Work order
Write the entries below out again in full. Match every character.

[Extracted records]
§ §

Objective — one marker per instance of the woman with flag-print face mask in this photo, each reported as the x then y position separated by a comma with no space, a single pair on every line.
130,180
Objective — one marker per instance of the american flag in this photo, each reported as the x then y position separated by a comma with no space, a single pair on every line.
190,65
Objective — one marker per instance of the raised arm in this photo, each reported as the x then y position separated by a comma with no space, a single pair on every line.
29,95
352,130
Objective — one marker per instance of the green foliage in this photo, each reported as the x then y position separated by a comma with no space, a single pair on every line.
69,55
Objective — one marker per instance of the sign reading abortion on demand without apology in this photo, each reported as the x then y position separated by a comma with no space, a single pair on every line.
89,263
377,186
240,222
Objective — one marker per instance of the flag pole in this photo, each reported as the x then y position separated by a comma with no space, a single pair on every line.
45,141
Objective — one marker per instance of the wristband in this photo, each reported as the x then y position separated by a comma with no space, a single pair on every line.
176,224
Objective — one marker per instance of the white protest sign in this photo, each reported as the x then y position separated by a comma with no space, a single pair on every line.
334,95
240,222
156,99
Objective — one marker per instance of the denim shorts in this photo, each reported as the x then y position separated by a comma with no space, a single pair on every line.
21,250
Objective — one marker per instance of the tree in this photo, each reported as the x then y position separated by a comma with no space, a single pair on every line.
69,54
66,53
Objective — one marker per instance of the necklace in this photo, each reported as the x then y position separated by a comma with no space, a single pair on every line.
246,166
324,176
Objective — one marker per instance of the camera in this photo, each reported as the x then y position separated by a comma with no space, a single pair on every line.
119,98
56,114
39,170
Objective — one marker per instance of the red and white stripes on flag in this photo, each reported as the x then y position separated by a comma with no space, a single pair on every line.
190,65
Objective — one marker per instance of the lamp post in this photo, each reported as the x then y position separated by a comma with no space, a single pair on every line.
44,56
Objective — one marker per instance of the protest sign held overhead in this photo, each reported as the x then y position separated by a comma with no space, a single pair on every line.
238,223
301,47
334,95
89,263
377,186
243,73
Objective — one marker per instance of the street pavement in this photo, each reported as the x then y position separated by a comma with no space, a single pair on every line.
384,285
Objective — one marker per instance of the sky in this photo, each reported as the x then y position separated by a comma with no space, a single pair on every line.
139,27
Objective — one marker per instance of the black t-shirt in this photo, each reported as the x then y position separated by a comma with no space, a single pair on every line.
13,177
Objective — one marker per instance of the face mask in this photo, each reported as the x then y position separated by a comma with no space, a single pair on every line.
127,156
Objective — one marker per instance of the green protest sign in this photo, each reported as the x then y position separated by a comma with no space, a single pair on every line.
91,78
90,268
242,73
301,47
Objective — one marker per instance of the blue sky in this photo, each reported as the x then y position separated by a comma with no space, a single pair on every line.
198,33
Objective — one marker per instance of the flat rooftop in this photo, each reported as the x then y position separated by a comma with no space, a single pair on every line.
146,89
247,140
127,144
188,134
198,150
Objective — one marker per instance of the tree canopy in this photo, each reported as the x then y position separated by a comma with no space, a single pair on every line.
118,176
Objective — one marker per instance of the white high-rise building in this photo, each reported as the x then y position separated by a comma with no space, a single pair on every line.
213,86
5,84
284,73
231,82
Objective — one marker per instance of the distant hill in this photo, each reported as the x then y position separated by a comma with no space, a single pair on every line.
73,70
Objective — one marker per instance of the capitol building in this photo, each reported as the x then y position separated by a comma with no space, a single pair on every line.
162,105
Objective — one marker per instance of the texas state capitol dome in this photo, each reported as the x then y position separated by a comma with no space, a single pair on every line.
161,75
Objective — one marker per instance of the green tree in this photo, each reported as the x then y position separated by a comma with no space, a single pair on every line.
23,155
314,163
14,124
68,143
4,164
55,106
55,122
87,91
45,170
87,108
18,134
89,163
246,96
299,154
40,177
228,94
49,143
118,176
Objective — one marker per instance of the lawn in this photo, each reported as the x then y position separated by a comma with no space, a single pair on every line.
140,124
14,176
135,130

§ §

Reply to the task
Objective — one marker per instance of the woman with flag-print face mask in this photo, each reported as the x then y position separated by a comma with no space, a single pair on every line.
130,180
Objective — one marker per instance of the american flag in this photo, each reported as the x then y position separated by a comma with no space, a single pair on every line.
190,65
Objective — one marker per instance of the raised arm in this photo, each reported as the x then y position separated by a comma with no space, a single pair on every line.
29,95
352,130
Objective — one marker per instance of the green foliage in this photo, each reported as the x then y position separated by a comma with no space, a single pair on every line.
69,55
Objective — one marker per instance of the sign reading abortion on demand without apology in this photo, each reported as the x then y position separated by a comma with no space, a single pair on every line.
89,263
377,186
240,222
Objective — one marker per instance of the flag pole in this photo, each reported as the x then y position separated by a comma with no space, a single pair on every line.
45,141
Objective — one marker per instance of the wristband in this photo, each reported as the x then y position separated by a comma with no space, a single pair on every line.
176,224
Objective — one marker per instance of the white protest sign in this photo, each reported as the x then y position separated by a comma with no space, a single pair on every line.
334,95
240,222
156,99
Objective — one marker per instance of the denim shorts in this photo, each reported as the x then y position separated by a comma with no space, a single pair on every line.
21,250
Objective — one marker per instance of the tree in this photo, each reported as the x then y position separated by a comma with no space, a single pair on every line.
69,54
66,53
Objective — one marker per instance of the necklace in this photo, each reported as the x then y position separated by a comma with no space, a single pair on every line.
246,166
324,176
Objective — one marker per instance of the camera in this photo, each reported as the x then y position separated by a comma with no space, a single pair on every line.
119,98
56,114
39,170
Objective — one marker per instance of the red and white stripes on flag in this photo, each reported as the x then y position separated by a comma with no space, a single pair on every line.
190,65
Objective — one marker per instance of the lamp post in this photo, each reported as the x then y position separated by a comma with no space, a single pair on every line.
44,56
Objective — one marker per instance of the protest sign held overhead in this photo, each reported as the x then y position separated by a comma with no space, a single pair on every line.
238,223
301,47
334,95
89,263
377,186
243,73
Objective — one marker per instance of the street pavement in this photo, each reported as the x then y position separated by a comma with no space, a single pair on every line.
384,285
Objective — one marker per instance of the sky in this photo, each reported as the x then y position separated by a comma with no space, a single pair on every line.
139,27
Objective — one marker per instance of the black t-shirt in this photo, each reported as the x then y position separated by a comma with no space, a single pair on every line.
13,177
Objective — one marker per instance of the face mask in this photo, each reported as the x then y position separated by a comma with no space, a single pair on every line.
127,156
Objective — one marker per instance of the green protest sign in this photo, each reported as the x then y position separated by a comma with no space, a single pair on every line.
91,78
90,268
242,73
301,47
Objective — one marker per instance of the blue sky in this photo, each reported as the x then y position separated by a comma with no space, a single pair on every line.
198,33
Objective — one marker per instance of the flat rooftop in this photo, each reported as the x then y position separated by a comma with no space, a single pair on every line.
146,89
247,140
127,144
188,134
198,150
Objective — one marker per instance of the tree canopy in this photo, each reported as the x then y position separated by a comma with no space, a single pair on every line.
118,176
Objective — one marker per instance of the white high-rise building in this photo, each reported as the x then y position separated by a comma with no space, a single pair on every line.
213,86
5,84
284,73
231,82
Objective — one marker per instance of the distant hill in this photo, each reported as the x then y position separated by a comma with no space, a single pair on every line.
73,70
Objective — one marker per instance of the capitol building in this photo, each reported as the x then y position separated by a comma with no space, a single pair on every line.
162,105
Objective — one marker per instance of the texas state capitol dome in this photo, each reported as the x then y position separated by a comma with no space, a single pair on every line.
161,75
Objective — one marker per instance of the green tree in this photo, each reported as the x then y position separated by a comma with no space, a single pair on every line.
23,155
314,163
14,124
68,143
4,164
55,106
55,122
87,91
45,170
87,108
18,134
89,163
246,96
299,154
40,177
228,94
49,143
118,176
Objective — one marker per instance of the lawn in this photo, each reported as the x then y position separated by a comma with no space, a single pair on every line.
140,124
14,176
135,130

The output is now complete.